**Exercise description**. Print the records below exactly. Omit every picture.

**Records provided**.
^^^^

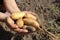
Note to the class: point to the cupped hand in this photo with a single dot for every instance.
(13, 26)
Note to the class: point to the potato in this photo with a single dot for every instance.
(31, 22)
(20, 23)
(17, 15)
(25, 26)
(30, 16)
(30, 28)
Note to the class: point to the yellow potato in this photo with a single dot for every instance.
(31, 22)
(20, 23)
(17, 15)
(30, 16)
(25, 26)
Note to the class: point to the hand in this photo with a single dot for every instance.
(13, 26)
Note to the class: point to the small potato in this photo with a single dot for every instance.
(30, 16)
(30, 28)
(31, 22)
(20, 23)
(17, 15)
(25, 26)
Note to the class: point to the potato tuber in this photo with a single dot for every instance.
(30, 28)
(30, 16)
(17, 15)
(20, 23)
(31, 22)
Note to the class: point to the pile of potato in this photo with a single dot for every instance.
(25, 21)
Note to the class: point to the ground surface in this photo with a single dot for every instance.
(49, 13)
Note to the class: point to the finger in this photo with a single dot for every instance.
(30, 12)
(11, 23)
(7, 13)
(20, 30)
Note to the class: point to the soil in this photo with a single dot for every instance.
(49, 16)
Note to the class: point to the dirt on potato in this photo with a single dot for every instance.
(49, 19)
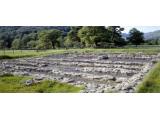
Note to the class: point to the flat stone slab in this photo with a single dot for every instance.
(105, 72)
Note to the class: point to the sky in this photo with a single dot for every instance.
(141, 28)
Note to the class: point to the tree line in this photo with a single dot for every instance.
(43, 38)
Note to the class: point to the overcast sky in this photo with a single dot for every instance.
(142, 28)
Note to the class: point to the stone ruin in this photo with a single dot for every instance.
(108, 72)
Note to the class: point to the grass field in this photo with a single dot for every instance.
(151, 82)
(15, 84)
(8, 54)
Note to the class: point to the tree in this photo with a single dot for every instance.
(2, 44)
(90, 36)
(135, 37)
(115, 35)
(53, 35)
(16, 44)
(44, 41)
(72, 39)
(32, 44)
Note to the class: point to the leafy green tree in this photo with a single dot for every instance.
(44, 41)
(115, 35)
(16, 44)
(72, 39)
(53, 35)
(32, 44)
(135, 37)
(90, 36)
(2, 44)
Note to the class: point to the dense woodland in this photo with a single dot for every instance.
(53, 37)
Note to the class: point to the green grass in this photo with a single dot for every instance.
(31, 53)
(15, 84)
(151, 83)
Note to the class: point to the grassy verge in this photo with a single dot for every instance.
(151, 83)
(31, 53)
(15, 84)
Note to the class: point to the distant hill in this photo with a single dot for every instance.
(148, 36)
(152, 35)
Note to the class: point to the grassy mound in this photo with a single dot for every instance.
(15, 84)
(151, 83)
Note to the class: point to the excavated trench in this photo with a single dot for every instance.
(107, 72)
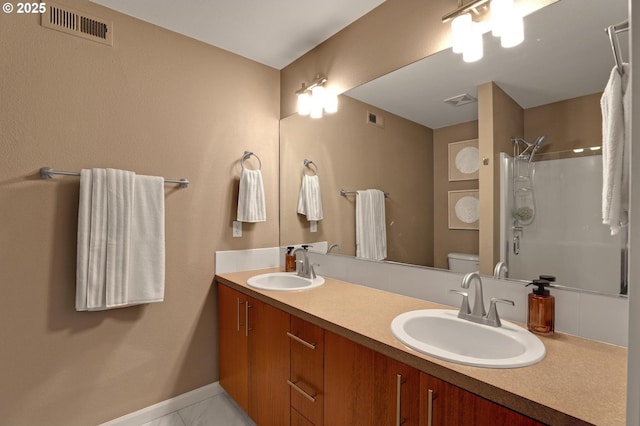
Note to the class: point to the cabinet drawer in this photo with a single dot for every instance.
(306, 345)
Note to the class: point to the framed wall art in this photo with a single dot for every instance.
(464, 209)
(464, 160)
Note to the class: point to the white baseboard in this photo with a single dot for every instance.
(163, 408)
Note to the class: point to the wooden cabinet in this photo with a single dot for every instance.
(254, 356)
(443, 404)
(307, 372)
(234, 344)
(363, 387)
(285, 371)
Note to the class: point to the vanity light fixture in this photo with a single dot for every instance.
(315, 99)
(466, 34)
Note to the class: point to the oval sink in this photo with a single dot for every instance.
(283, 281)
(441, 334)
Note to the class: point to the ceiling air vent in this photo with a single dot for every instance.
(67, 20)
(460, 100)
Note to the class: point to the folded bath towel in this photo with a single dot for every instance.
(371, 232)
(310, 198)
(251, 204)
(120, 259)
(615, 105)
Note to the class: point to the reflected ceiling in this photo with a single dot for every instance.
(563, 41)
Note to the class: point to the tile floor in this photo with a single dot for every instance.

^^^^

**Finished task**.
Note to the class: point to the cupped hand in this photo with a single dot for every instance.
(13, 26)
Note to the class: point to the potato in this photo with a single dot for every instance.
(31, 22)
(20, 23)
(17, 15)
(25, 26)
(30, 16)
(30, 28)
Note to the class: point to the yellow potato in this photo with a single dot for every instance.
(31, 22)
(20, 23)
(17, 15)
(30, 16)
(25, 26)
Note to the class: point to the hand in this photo with a single dot for every instance.
(13, 26)
Note to the class: point to the small potato in this photo with a single dot for every instance.
(30, 16)
(30, 28)
(31, 22)
(20, 23)
(17, 15)
(25, 26)
Note to the class: point to the potato tuber in this photo with a single dot for every instance.
(30, 28)
(30, 16)
(17, 15)
(20, 23)
(31, 22)
Note to the class: point to the pile of potato in this photo with a single dot for every instance.
(25, 21)
Note to the class: point to the ground surface in this photo with a single dot for every instance.
(49, 13)
Note to the class: point to the finger in this photo with a single dot for every instance.
(30, 12)
(11, 23)
(7, 13)
(20, 30)
Note to the class: point to the soil in this photo with a single dot for every instance.
(49, 16)
Note to the class: point to the dirt on potato in this photo with a single dot for every instance.
(49, 19)
Note to the class: point to the flat stone slab in this photo with a single dot for every instance.
(105, 72)
Note to the class: point to the sky in this photo with a single dot for every instance.
(141, 28)
Note to the class: point to the tree line in this photo with a single dot for every instance.
(43, 38)
Note to the class: point to the overcast sky in this photo with a single dot for every instance.
(142, 28)
Note to the class: point to the stone ruin in this photo with a single dot for every instance.
(108, 72)
Note to the class: point to the grass field in this photo with a single dot for every instance.
(151, 82)
(15, 84)
(8, 54)
Note to the class: point to the tree in this photo with a single dot for every instance.
(2, 44)
(90, 36)
(135, 37)
(115, 35)
(53, 35)
(16, 44)
(44, 41)
(72, 39)
(32, 44)
Note to the class: point to the leafy green tree in this photo with a single dot for every instance.
(44, 41)
(115, 35)
(16, 44)
(72, 39)
(53, 35)
(32, 44)
(135, 37)
(90, 36)
(2, 44)
Note to the class: point to the dense woodland in this photo with a single dot for every instance.
(53, 37)
Note to the class: point to the green grass in this photo with a single dot for every instance.
(31, 53)
(15, 84)
(151, 83)
Note to the class: point to the grassy verge in this photo with a single dot for every instance.
(151, 83)
(31, 53)
(15, 84)
Note to the class: point to the distant hill in this photo with a single dot for every instance.
(148, 36)
(152, 35)
Note to the class: point to the grassy mound in this photo with a single dot for every instance.
(15, 84)
(151, 83)
Note to the class: point to the excavated trench in this photo with a single dot for every instance.
(107, 72)
Note to the class: point to the cabinet drawer in this photo with a single dot for every instance.
(306, 345)
Note to the class: point to the framed wall art in this photo with a single dot for every instance.
(464, 209)
(464, 160)
Note to the class: point to the white baseboard in this photo with a single dot for every instance.
(163, 408)
Note to the class: point to the wooden cabinet in this photo with a single dot for every instance.
(254, 356)
(443, 404)
(307, 372)
(234, 344)
(363, 387)
(285, 371)
Note to the class: point to the vanity light fixture in this photo with a single dot for every instance.
(315, 99)
(466, 34)
Note to the class: point to the oval sink in this photo with a single dot for every instance.
(283, 281)
(441, 334)
Note to the class: point to the ceiling air vent in this photo with a single dot for every instance.
(67, 20)
(460, 100)
Note to the class: point to the folded bath towel in this photo with a single dot for every instance.
(371, 232)
(310, 198)
(251, 204)
(120, 259)
(615, 105)
Note to the class: point to the reflected ceiling in this photo with a single dot for every instance.
(563, 41)
Note to the class: point to the tile floor in this photo with a single dot for every instance.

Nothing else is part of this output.